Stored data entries
----------
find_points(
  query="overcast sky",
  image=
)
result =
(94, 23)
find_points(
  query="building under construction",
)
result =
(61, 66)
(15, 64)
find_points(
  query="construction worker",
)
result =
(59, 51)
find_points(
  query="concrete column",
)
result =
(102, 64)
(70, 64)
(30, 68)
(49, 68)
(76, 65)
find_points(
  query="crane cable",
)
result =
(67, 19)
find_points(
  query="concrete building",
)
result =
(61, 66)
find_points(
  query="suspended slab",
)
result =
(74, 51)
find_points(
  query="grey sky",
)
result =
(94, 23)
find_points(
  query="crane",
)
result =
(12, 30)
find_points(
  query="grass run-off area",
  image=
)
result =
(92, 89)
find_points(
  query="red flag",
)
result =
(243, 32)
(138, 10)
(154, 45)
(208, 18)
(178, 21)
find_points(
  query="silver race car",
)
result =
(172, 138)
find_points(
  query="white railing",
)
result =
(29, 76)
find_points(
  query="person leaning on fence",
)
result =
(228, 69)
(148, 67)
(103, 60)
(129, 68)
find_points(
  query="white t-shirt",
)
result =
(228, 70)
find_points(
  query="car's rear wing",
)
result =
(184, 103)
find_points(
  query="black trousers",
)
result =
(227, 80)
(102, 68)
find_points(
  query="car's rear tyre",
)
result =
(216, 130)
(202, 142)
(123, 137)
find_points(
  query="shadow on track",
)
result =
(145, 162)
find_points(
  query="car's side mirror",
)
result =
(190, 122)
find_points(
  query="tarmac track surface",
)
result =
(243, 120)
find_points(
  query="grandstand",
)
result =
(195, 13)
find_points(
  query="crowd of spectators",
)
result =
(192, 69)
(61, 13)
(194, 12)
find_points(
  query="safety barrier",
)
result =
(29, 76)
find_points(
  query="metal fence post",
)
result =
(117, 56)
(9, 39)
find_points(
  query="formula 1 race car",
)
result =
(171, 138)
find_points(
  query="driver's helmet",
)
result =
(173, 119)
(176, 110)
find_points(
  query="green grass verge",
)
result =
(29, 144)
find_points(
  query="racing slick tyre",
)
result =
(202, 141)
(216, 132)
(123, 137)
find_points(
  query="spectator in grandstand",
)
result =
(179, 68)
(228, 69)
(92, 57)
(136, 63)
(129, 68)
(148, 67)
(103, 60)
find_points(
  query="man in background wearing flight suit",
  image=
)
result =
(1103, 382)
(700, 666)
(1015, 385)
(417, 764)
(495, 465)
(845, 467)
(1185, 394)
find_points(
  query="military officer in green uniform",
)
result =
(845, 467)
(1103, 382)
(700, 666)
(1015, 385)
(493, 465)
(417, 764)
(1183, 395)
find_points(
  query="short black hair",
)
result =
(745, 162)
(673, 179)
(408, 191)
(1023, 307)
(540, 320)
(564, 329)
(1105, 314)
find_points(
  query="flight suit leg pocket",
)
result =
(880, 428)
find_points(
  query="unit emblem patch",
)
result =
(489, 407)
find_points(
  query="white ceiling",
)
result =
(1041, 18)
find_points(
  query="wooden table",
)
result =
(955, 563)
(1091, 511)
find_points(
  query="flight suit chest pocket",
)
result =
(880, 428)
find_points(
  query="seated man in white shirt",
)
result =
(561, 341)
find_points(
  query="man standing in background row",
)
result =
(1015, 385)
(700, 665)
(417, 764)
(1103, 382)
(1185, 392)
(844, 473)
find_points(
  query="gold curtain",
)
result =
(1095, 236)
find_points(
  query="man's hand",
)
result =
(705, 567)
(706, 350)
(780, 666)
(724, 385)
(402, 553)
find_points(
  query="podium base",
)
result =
----------
● **EXERCISE DESCRIPTION**: Would you return every line of the data above exactly?

● **THE COMPLETED TASK**:
find_points(
  query="overcast sky",
  image=
)
result =
(94, 23)
find_points(
  query="building under construction",
)
result =
(61, 66)
(15, 64)
find_points(
  query="construction worker",
)
result =
(59, 51)
find_points(
  query="concrete column",
)
result =
(102, 64)
(70, 64)
(30, 68)
(49, 68)
(76, 65)
find_points(
  query="crane cable",
)
result =
(67, 19)
find_points(
  query="concrete building",
)
result =
(61, 66)
find_points(
  query="suspended slab",
)
result =
(74, 51)
find_points(
  query="grey sky",
)
result =
(94, 23)
find_points(
  query="crane",
)
result =
(12, 30)
find_points(
  query="grass run-off area",
  image=
)
result =
(92, 89)
find_points(
  query="red flag",
)
result =
(243, 32)
(138, 10)
(154, 45)
(208, 18)
(178, 21)
find_points(
  query="silver race car",
)
result =
(172, 138)
find_points(
  query="white railing",
)
result =
(29, 76)
find_points(
  query="person leaning on fence",
)
result =
(228, 69)
(148, 67)
(103, 60)
(129, 68)
find_points(
  query="white t-shirt",
)
result =
(228, 70)
find_points(
  query="car's rear wing",
)
result =
(184, 103)
find_points(
  query="black trousers",
)
result =
(227, 80)
(102, 68)
find_points(
  query="car's rear tyre",
)
result =
(216, 130)
(202, 142)
(123, 137)
find_points(
  query="shadow on track",
)
result =
(145, 162)
find_points(
  query="car's side mirror",
)
result =
(190, 122)
find_points(
  query="tarmac track surface",
)
result =
(243, 120)
find_points(
  query="grandstand",
)
result =
(195, 13)
find_points(
  query="crowd of spectators",
)
result =
(192, 69)
(61, 13)
(194, 12)
find_points(
  query="safety barrier",
)
result =
(29, 76)
find_points(
  query="metal fence post",
)
result =
(117, 56)
(9, 39)
find_points(
  query="formula 1 race car",
)
result =
(171, 138)
find_points(
  query="driver's helmet",
)
result =
(173, 119)
(176, 110)
find_points(
  query="green grass verge",
)
result =
(29, 144)
find_points(
  query="racing slick tyre",
)
result =
(202, 141)
(216, 132)
(123, 137)
find_points(
  query="spectator in grandstand",
)
result =
(179, 68)
(228, 69)
(92, 57)
(136, 63)
(129, 68)
(148, 67)
(103, 60)
find_points(
  query="man in background wearing flight suit",
  image=
)
result =
(1103, 382)
(700, 666)
(1015, 385)
(417, 764)
(495, 465)
(845, 467)
(1185, 394)
find_points(
  query="military officer in green uniform",
)
result =
(845, 467)
(1103, 382)
(700, 666)
(1015, 385)
(493, 465)
(417, 764)
(1183, 395)
find_points(
  query="short black hair",
)
result =
(745, 162)
(673, 179)
(408, 191)
(1023, 307)
(540, 320)
(564, 329)
(1105, 314)
find_points(
  query="flight suit leg pocket",
)
result =
(880, 428)
find_points(
  query="unit emblem patch",
)
result =
(489, 407)
find_points(
  query="white ceiling",
)
result =
(1041, 18)
find_points(
  query="wooden table",
)
result =
(955, 563)
(1091, 511)
find_points(
  query="flight suit chest pocket",
)
result =
(880, 428)
find_points(
  query="seated man in white shirt",
)
result =
(561, 341)
find_points(
  query="man standing in background row",
)
result =
(1015, 385)
(700, 665)
(417, 764)
(1103, 382)
(1185, 392)
(844, 473)
find_points(
  query="gold curtain",
)
result =
(1095, 236)
find_points(
  query="man's hand",
)
result =
(705, 567)
(706, 350)
(780, 666)
(724, 385)
(402, 553)
find_points(
  query="podium base",
)
result =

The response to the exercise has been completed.